* **Given request A**: Copy the passage of the patch thread between "On Wed, Dec 12, 2018 at 09:36:36AM" and "initial allocation fails.", inclusive.

Re: [PATCH v2] nvme: provide fallback for discard alloc failure

Keith Busch <keith.busch@xxxxxxxxx> · Wed, 12 Dec 2018 09:50:17 -0700

On Wed, Dec 12, 2018 at 09:36:36AM -0700, Jens Axboe wrote:
> On 12/12/18 9:28 AM, Keith Busch wrote:
> > On Wed, Dec 12, 2018 at 09:18:11AM -0700, Jens Axboe wrote:
> >> When boxes are run near (or to) OOM, we have a problem with the discard
> >> page allocation in nvme. If we fail allocating the special page, we
> >> return busy, and it'll get retried. But since ordering is honored for
> >> dispatch requests, we can keep retrying this same IO and failing. Behind
> >> that IO could be requests that want to free memory, but they never get
> >> the chance.
> >>
> >> Allocate a fixed discard page per controller for a safe fallback, and use
> >> that if the initial allocation fails.
> > 
> > Do we need to allocate this per controller? One page for the whole driver
> > may be sufficient to make forward progress, right?
> 
> It should be, but that might create a shit storm if we're OOM and have
> tons of drives. I think one per controller is saner, and it's dwarfed
> by memory we consume anyway in static allocations.

Okay fair enough.

Reviewed-by: Keith Busch <keith.busch@xxxxxxxxx>

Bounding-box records

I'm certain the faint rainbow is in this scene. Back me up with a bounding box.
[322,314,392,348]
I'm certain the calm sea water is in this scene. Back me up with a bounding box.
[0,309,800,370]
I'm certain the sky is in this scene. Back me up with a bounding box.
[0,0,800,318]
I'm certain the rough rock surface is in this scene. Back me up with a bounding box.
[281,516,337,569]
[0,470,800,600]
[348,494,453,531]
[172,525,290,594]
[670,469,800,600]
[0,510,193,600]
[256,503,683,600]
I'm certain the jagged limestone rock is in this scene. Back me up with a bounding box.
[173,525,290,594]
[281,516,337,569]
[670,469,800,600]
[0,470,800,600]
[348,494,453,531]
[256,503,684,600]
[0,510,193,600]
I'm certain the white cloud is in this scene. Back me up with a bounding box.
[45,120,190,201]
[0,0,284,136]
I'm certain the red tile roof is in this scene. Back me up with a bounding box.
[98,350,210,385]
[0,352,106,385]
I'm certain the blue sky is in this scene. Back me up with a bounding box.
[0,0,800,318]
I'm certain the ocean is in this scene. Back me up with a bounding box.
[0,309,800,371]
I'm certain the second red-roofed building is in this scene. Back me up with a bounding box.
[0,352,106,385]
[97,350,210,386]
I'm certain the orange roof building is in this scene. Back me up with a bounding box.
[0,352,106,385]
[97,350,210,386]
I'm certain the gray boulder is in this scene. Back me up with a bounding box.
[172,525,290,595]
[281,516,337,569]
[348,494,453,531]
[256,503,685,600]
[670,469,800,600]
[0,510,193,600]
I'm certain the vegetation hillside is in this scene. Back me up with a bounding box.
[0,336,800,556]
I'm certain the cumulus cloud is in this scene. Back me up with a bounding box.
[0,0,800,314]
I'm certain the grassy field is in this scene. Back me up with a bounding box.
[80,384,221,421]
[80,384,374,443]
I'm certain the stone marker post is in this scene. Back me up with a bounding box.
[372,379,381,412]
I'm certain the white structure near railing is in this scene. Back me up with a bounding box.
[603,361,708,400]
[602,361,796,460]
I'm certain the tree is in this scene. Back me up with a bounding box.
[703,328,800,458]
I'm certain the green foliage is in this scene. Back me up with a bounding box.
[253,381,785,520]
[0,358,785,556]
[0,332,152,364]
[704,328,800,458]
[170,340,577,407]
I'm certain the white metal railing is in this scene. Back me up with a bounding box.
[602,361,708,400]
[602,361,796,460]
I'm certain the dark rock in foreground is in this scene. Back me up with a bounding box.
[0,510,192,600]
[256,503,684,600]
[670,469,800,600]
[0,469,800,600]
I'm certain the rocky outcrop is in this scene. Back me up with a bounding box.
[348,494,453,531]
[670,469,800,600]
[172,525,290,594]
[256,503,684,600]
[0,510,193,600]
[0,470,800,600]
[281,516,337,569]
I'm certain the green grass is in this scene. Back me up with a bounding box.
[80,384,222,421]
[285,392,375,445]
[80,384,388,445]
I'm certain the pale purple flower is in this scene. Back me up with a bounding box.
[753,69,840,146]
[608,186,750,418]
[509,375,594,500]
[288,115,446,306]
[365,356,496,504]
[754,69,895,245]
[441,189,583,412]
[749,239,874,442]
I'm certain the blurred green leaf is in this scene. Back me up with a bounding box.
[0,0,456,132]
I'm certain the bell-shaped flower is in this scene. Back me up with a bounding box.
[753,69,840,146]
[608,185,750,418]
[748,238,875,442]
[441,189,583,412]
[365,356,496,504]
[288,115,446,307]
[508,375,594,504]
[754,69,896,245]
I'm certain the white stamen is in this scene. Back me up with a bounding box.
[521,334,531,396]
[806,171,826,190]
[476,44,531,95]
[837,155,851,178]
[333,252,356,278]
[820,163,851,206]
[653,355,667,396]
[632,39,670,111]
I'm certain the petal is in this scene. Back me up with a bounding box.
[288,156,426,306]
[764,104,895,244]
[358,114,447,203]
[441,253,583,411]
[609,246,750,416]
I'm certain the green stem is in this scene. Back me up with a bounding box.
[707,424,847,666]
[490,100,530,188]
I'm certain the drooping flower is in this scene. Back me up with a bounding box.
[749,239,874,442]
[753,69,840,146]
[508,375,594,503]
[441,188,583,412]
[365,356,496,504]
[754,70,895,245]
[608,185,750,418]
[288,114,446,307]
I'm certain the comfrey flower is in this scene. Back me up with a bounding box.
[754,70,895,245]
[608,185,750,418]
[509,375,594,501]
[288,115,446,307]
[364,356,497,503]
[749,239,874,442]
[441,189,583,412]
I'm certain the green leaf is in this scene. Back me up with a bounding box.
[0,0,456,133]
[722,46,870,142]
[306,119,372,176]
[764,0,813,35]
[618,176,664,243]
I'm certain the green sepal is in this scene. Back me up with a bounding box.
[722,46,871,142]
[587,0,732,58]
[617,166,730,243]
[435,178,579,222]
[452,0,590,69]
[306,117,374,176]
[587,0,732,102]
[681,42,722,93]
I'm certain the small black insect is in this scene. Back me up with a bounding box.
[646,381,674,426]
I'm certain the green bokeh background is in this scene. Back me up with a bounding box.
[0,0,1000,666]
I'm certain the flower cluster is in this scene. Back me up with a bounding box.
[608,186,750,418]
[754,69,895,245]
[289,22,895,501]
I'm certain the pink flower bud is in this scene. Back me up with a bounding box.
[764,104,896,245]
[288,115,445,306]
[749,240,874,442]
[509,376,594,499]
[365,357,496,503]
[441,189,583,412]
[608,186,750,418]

* **Given request B**: Arrange the rows between the line holding "I'm certain the flower" and the last line of the rows, inclusive, as a numbered list, leaving out any blank lines.

* **Written solution A**:
On Wed, Dec 12, 2018 at 09:36:36AM -0700, Jens Axboe wrote:
> On 12/12/18 9:28 AM, Keith Busch wrote:
> > On Wed, Dec 12, 2018 at 09:18:11AM -0700, Jens Axboe wrote:
> >> When boxes are run near (or to) OOM, we have a problem with the discard
> >> page allocation in nvme. If we fail allocating the special page, we
> >> return busy, and it'll get retried. But since ordering is honored for
> >> dispatch requests, we can keep retrying this same IO and failing. Behind
> >> that IO could be requests that want to free memory, but they never get
> >> the chance.
> >>
> >> Allocate a fixed discard page per controller for a safe fallback, and use
> >> that if the initial allocation fails.

* **Written solution B**:
1. I'm certain the flower cluster is in this scene. Back me up with a bounding box.
2. [608,186,750,418]
3. [754,69,895,245]
4. [289,22,895,501]
5. I'm certain the pink flower bud is in this scene. Back me up with a bounding box.
6. [764,104,896,245]
7. [288,115,445,306]
8. [749,240,874,442]
9. [509,376,594,499]
10. [365,357,496,503]
11. [441,189,583,412]
12. [608,186,750,418]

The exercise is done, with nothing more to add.